__Stated exercise A__
Express everything in the entries, from the line containing "Study the picture above. For each instance of the thin" down through the end of the entries, as a numbered list, with blank lines left out.

__Supplied passage__
# # # # #

There are empty chairs in Schenectady High School’s ninth-grade classrooms, and teachers couldn’t be happier.
That’s because more students than usual passed last year and went on to 10th grade; only 60 freshmen are repeating ninth grade this year. In the past, about 100 students — 20 percent of the class — failed freshman year on their first try.
Nationally, about 90 percent of those who fail ninth grade never graduate, so a decrease in the freshman failure rate is expected to equate to a significant increase in the graduation rate.
In addition, 115 more freshmen than usual passed the Regents exam in algebra, the first major hurdle to graduation. And about 40 students who had repeated ninth grade managed to pass their classes under a new, intense program to help them catch up.
The changes might be small, but they add up to 195 more students than usual now on track to graduate.
Part of the success is a result of the district’s new attendance deans, who haul freshmen out of bed, break up parties and search out students skipping class at McDonald’s or Stewart’s. The district’s new attendance system notifies the deans as soon as the student is late for the first class of the day, and students are brought directly to class as soon as they’re found.
But once the students get to class, the teachers have to get them to learn. So teachers started by using what they call the age-plus-two model.
Teenagers can listen to a lecture for the amount of time equal to their age plus two minutes, English teacher Sara Kromer said. Then teachers should switch to discussions, small group activities, writing assignments and other work.
That was one of the many new methods taught over the past two summers at the high school. Many of the ninth grade teachers spent all summer learning new ways of teaching, writing curriculum and keeping children interested.
“A lot of things just don’t happen magically,” Principal Peg Normandin said of the improvement in the ninth grade passing rate. “A good chunk of our teachers spent the summer in this building.”
Normandin is in charge of implementing a school improvement plan ordered by the state because of the students’ poor performance.
It’s working, Kromer said. Her students are now focusing longer and learning far more in each class period.
“They don’t get burnt out because they’re not listening to me that long,” she said.
In global studies — another class that used to be heavy on lectures — students recently moved from station to station around the room, reading data about the six main issues creating the Israeli-Arab conflict.
At each station, small groups debated how to rank how difficult each issue was for the Israelis and Arabs to overcome. Then each student wrote a brief explanation for their ranking system.
“They’re evaluating, analyzing,” said teacher Jennifer Burroughs. “It was a lot better than sitting there writing notes.”
Teachers also got rid of homework. Grades are now based solely on how the student does on tests, and everything else is considered practice.
But they still offer take-home practice work, and they tell the students that practice is the best way to prepare for the “big game” — otherwise known as the next test.
“I tell them, if you don’t practice before the basketball game, you won’t do well,” said math teacher Molly Bracken. “We’re trying to help the students see past the end of their nose.”
Normandin says grades are now far more accurate, because they’re based on the student’s abilities rather than effort. Turning in homework doesn’t help a failing student pass the class, and ignoring the homework doesn’t drag down the grade of the student who has already mastered the material.

# # # # #

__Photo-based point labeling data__
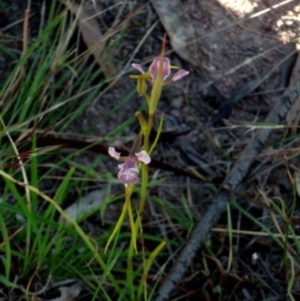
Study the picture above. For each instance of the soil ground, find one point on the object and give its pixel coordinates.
(240, 62)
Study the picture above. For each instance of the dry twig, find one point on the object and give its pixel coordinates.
(233, 179)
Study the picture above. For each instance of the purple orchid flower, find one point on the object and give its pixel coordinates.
(154, 67)
(128, 171)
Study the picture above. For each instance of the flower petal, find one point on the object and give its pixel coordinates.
(128, 175)
(179, 75)
(154, 67)
(138, 67)
(143, 157)
(113, 153)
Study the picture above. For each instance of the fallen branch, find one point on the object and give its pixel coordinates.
(233, 179)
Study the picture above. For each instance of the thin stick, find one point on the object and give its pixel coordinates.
(216, 208)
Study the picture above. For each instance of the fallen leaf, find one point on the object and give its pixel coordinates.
(91, 35)
(68, 293)
(181, 32)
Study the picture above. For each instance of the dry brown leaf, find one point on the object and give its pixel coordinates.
(91, 35)
(68, 293)
(293, 116)
(180, 30)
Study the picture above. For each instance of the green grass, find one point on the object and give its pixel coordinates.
(49, 88)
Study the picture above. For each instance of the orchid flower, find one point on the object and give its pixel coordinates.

# # # # #

__Stated exercise B__
In the article about Schenectady High School's ninth grade, how many freshmen are repeating ninth grade this year?

__Correct result A__
1. Study the picture above. For each instance of the thin stick, find one point on the object and give its pixel coordinates.
2. (216, 208)
3. Study the picture above. For each instance of the fallen leaf, find one point on the object and give its pixel coordinates.
4. (91, 35)
5. (68, 293)
6. (181, 32)
7. Study the picture above. For each instance of the dry brown leaf, find one point on the object and give its pixel coordinates.
8. (91, 35)
9. (68, 293)
10. (293, 116)
11. (180, 30)
12. Study the picture above. For each instance of the green grass, find one point on the object and give its pixel coordinates.
13. (49, 88)
14. Study the picture above. For each instance of the orchid flower, find one point on the object and give its pixel coordinates.

__Correct result B__
60 freshmen are repeating ninth grade this year.